Polaris RMK Pro600 排気バルプ清掃手順

 公開日 2020.12.28
 オーナー自身で行う排気バルプクリーニングの紹介です、一定の工具は必須となりますので予め事前準備されてから作業を行って下さい。
 使用工具 マフラー固定しているスプリングが強力です、専用工具で外さないと怪我します。
   マフラー固定されているスプリングがとても硬くて強力です、写真の様な先端に引っ掛けられる工具が必須です。
他の工具で力任せに引くと危険で怪我をしますので、くれぐれも注意して作業に当たって下さい。
殆どのスプリングは左側写真下のTレンチに似た工具で切り離しできますが、排気バルプ直下のスプリング3か所中の下の奥まった左右スプリングを戻し、引っ掛ける時だけは、さすがに力が入らず上の工具を使用しました。
その理由は、持ち手から先端迄が長い分だけ先端へ力をかけられるからでした。
マフラースプリング外しと戻しで、一番苦労する場所は、排気バルプ直下のスプリングです、ここさえスムースに作業できれば、排気バルプクリーニング作業を行えられるレベルと思って下さい。

初めて作業致す場合は、おそらく半日以上かかる作業かと思いますが兎も角焦らずにゆっくりと着実に進めて行って頂ければ必ずできる作業です。 自身のモービルですから幾日かかっても誰にも迷惑かけませんし、苦情も受けませんので!!
 
 使用工具及び事前準備する物

 @ トルクスネジ専用工具 A M10ロングソケット+延長ソケット10cm位のもの BM10ショートソケット
 C M10スパナ D M13ロングソケット E 先端が曲がりのラジオペンチ F 先端が直のラジオペンチ
 G パーツクリナー3本〜4本 H レギュラーガソリン1L(洗浄用) I 排気バルプに交換用ガスケット左右2個
 J プラスチックリベット外し工具 K シリコンスプレー1本 L インシュロック15cm一個 M ショートタイプのラチェット
 N エアーラチェットもあれば尚よい O ネジロック剤(極弱いもの) P マイナスドライバー Q マイナス精密ドライバー
 R 作業用ペーパータオルかウエス

 前方正面から向って左側のカバーを撤去します。  
 次に前方正面から向って右側のカバーを撤去します。  
 残ったセンターカバーの上の方真横にプラスチックリベットが左右に其々付いてます、車等で使うプラリベット専用穴の開いたヘラでセンター芯を軽く真上に浮かせてから本体を撤去して下さい。
無理な操作をすると折れて使い物にならなくなります、基本きちんと外せば幾度でも使用可能なものです。
 
 プラリベットを外した写真です。

» **記述課題 A**:
清掃手順の本文では、洗浄用としてどの種類のガソリンをどれだけ準備するとされていますか。
» **記述課題 B**:
清掃手順の本文を、最後に示された文の後から書き進めてください。
このデータは清掃手順の本文とは無関係です。

» **表示データ**:
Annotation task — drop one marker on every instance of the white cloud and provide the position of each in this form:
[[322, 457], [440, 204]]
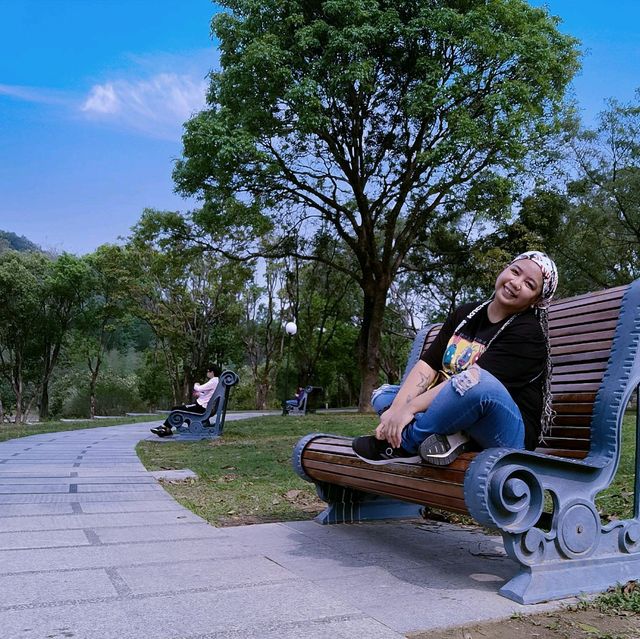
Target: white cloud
[[102, 99], [156, 106], [34, 94]]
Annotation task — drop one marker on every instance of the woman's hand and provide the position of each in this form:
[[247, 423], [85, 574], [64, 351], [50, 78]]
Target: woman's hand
[[392, 423]]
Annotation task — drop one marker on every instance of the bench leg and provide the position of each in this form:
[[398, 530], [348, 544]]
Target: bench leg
[[350, 506]]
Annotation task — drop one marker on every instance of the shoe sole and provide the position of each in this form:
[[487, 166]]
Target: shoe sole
[[447, 456], [396, 460]]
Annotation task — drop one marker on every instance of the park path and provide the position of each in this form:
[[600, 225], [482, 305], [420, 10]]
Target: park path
[[92, 547]]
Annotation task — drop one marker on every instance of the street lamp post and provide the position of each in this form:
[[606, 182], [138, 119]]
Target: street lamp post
[[290, 329]]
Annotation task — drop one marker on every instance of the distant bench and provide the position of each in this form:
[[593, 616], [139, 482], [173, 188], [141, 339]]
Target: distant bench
[[210, 423], [307, 401], [569, 550]]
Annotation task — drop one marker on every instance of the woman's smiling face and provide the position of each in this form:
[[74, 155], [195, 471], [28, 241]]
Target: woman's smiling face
[[519, 286]]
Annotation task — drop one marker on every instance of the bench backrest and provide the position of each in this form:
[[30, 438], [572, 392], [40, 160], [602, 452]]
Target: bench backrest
[[581, 331]]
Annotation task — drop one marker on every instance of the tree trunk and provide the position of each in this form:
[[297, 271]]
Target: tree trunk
[[262, 391], [375, 299], [93, 383], [44, 401]]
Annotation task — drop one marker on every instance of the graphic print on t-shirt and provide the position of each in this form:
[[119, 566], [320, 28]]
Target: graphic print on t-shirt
[[461, 353]]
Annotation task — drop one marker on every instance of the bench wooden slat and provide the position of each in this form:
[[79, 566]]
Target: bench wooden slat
[[585, 318]]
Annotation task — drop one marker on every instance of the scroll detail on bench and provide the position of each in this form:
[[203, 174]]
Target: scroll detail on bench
[[211, 422], [594, 349]]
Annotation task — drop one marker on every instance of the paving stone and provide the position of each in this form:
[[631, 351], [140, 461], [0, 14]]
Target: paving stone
[[182, 615], [15, 561], [43, 539], [195, 533], [174, 518], [218, 574], [30, 589]]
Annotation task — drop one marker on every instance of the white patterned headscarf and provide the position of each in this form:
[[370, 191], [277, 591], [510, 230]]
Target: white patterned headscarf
[[549, 274]]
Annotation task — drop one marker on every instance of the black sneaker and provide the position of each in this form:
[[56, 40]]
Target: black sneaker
[[442, 450], [380, 451]]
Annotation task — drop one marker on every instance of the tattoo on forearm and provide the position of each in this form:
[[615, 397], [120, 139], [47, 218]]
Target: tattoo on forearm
[[423, 382]]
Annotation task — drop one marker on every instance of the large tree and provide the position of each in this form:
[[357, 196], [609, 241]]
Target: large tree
[[369, 118]]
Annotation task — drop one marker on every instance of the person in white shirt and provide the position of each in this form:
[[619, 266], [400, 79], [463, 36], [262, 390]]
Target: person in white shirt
[[202, 392]]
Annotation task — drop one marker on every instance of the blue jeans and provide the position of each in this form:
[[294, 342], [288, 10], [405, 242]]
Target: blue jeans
[[485, 412]]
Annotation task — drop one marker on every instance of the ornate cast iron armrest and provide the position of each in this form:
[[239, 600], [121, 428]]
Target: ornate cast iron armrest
[[505, 488]]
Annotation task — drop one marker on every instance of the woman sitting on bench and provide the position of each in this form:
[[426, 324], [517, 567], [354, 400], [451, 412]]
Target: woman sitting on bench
[[484, 382], [203, 393]]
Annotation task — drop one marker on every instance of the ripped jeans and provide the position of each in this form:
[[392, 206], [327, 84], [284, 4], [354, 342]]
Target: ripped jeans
[[484, 411]]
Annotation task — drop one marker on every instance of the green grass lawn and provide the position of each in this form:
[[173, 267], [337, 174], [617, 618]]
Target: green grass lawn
[[246, 476], [11, 431]]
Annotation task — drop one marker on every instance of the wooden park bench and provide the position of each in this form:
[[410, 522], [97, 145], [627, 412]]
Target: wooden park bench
[[306, 403], [542, 501], [210, 424]]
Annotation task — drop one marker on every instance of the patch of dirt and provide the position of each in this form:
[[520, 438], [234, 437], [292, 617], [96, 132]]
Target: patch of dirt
[[560, 624]]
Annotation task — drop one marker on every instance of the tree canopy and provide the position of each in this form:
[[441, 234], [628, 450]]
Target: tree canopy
[[370, 120]]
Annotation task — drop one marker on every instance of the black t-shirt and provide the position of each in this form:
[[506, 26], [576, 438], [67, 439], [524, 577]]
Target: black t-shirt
[[517, 357]]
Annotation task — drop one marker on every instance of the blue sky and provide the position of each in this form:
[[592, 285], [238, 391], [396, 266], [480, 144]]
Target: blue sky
[[93, 94]]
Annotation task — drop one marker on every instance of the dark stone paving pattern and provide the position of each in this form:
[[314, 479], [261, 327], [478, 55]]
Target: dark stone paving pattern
[[91, 546]]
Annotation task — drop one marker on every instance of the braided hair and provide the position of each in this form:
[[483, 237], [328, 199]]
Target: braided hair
[[549, 285]]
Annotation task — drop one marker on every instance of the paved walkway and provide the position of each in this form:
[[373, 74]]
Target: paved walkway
[[92, 547]]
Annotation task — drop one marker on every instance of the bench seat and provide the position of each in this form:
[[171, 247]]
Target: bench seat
[[594, 348]]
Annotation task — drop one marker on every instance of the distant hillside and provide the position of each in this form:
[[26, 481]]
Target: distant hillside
[[9, 240]]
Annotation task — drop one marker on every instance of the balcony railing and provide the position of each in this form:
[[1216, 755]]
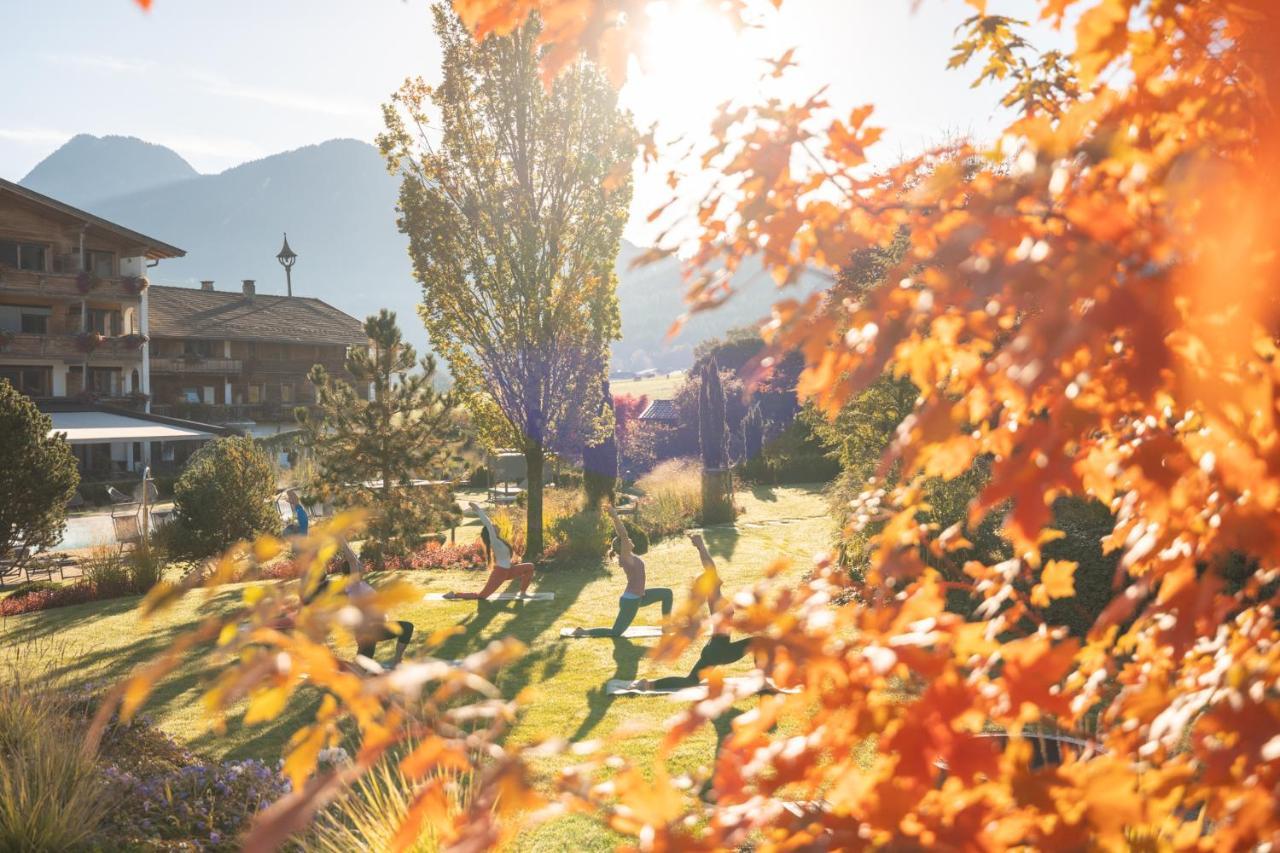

» **課題の結果 A**:
レギュラーガソリンを1L準備するとされています。

» **課題の結果 B**:
 次にメーター手前にある、星型のトルクスネジ左右2ヵ所を外します。  
 この様な専用ソケットを手に入れれば簡単に回せます。  
 先端チャンパー固定のスプリングを専用工具で外します、忘れましたが4か所くらいは留めてあった気がします。 難溶度は然程ではありません。  
 この辺からスプリングが固く、届き難いのと、力がかけ難い為、徐々に外し難くなりますが、挿入角度を工夫すれば外せますので、頑張って下さい。  
 排気バルプ直下に接続されているマフラー先端には3か所の固定スプリングがあり、ここが一番厳しく難溶度があがります、その前にご覧のマフラーセンサー配線を切ると厄介なので、配線の元が車体右側の黒の布で巻いてある中で、配線を切り離しできるので、先に外して下さい。
ここで使う工具として、先端が曲がりのラジオペンチと先端が直のラジオペンチの両方を使って配線2本を分離して下さい。
くれぐれも焦って配線切断しない様に慎重に抜いて下さい、ソコソコ端子カバーが低温で硬い為、私はドライヤーで温めて柔らかく柔軟にしてから外す様に心がけました、それでも硬い時はシリコンスプレーを隙間から塗布して行えば、すっと抜けると思います。
また、次年度の排気バルプ清掃時も外す為、抜けやすい様にシリコンスプレーをコネクタ端子に塗布して置くと良さそうです。
 
 仮にマフラーセンサー配線が途中、結束バンドで留めてあった場合は事前に外して置いて下さい、  
 ここが、マフラーセンサー配線がジョイントされている箇所です、日本製と違って、慣れてない人は切離し難いです、従って上の手法を用いると楽かも知れません。 如何せん切断しない様に注意して下さいね。  
 いよいよ難溶度の高いスプリング外しに入ります、先ず真上のスプリングは簡単に外せます、次に左下のスプリングを外して下さい、上から外そうとすると力が入りずらい為、車体左側からだと用意に手が入りやすく、見えやすいのでそっちから外すと楽です。  
 右下のスプリング、ここが一番大変な外し箇所です、ここばかりは上から外す以外ありません、頑張って下さい、ここが抜けなければ、諦めてポラショップへ預ける他ありませんレベルです。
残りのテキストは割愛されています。